----- Selected text -----
Then, I remember Pemba came to our tent with tea, because I think he saw Martin come. Martin drank a little, and I asked about the situation, but he could not help me with any information, so I asked Pemba, and he told me he had seen some lamps approaching the camp and was sure some people would soon be coming. So after about fifteen minutes of rest after the tea, I tried to go out again, but the wind was strong, rattling the tents, much worse than the night before we left for the summit. But outside, as I searched just beyond the tent, I could find nobody. At a distance I saw someone else looking out for climbers, somebody I think from Rob Hall’s expedition. By now it was very dark, a true blizzard. I switched on my headlamp, but it was of no help, so I stepped back into the tent and discovered that Martin had collapsed into a sleep; he had nothing left.
In the dogpile, hope for a rescue was on the wane. Lene Gammelgaard recalled that she, Klev Schoening, Beidleman, and Madsen began to consider making a dash for Camp IV, but they couldn’t agree on which way to run. Increasingly, she said, she had begun to place her bets on Schoening to get them out of there, because she perceived Beidleman as being totally lost. “I don’t think Neal would have ever gotten back to camp if Klev had not been there… . He would have stayed with the clients because he didn’t have a clue as to where he was.”
----- Material shown -----
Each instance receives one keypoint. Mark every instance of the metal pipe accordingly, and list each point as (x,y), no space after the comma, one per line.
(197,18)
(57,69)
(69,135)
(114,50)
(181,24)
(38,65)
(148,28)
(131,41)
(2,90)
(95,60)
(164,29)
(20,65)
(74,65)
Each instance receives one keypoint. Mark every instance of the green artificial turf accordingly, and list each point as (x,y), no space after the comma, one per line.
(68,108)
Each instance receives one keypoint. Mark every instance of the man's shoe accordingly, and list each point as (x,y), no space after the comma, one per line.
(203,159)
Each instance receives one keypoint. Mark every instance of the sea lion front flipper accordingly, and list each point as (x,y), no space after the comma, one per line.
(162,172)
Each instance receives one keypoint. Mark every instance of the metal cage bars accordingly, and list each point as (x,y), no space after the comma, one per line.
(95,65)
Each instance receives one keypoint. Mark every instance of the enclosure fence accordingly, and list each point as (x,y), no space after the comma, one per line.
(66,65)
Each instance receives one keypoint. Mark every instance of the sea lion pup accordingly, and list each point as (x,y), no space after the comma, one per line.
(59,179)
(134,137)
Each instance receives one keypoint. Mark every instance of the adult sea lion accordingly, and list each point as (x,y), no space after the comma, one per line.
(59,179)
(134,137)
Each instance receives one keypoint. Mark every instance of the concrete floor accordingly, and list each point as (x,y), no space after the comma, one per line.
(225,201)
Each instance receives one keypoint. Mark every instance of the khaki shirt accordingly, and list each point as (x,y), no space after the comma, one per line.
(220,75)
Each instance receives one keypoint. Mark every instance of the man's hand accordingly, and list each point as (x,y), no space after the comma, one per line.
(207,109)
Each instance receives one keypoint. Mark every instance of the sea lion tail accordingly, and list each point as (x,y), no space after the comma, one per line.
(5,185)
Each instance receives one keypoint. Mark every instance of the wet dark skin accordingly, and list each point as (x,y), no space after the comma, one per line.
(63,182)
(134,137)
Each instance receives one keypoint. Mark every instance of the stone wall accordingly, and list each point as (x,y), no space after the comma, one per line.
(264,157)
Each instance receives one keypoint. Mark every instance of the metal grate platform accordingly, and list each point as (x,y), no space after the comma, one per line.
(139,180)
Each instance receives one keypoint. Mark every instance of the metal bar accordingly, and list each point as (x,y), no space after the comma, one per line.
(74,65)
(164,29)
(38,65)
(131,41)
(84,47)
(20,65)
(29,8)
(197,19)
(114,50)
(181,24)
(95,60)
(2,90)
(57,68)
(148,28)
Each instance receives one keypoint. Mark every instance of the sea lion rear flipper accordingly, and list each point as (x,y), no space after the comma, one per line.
-----
## Set of tasks
A - In the mountain-camp account, what did Pemba say he had seen approaching the camp?
B - Rename "headlamp" to "flashlight" in the mountain-camp account, then write out the passage starting at "Then, I remember" and ending at "had nothing left.".
Rely solely on the mountain-camp account.

## Answers in order
A - He said he had seen some lamps approaching the camp.

B -
Then, I remember Pemba came to our tent with tea, because I think he saw Martin come. Martin drank a little, and I asked about the situation, but he could not help me with any information, so I asked Pemba, and he told me he had seen some lamps approaching the camp and was sure some people would soon be coming. So after about fifteen minutes of rest after the tea, I tried to go out again, but the wind was strong, rattling the tents, much worse than the night before we left for the summit. But outside, as I searched just beyond the tent, I could find nobody. At a distance I saw someone else looking out for climbers, somebody I think from Rob Hall’s expedition. By now it was very dark, a true blizzard. I switched on my flashlight, but it was of no help, so I stepped back into the tent and discovered that Martin had collapsed into a sleep; he had nothing left.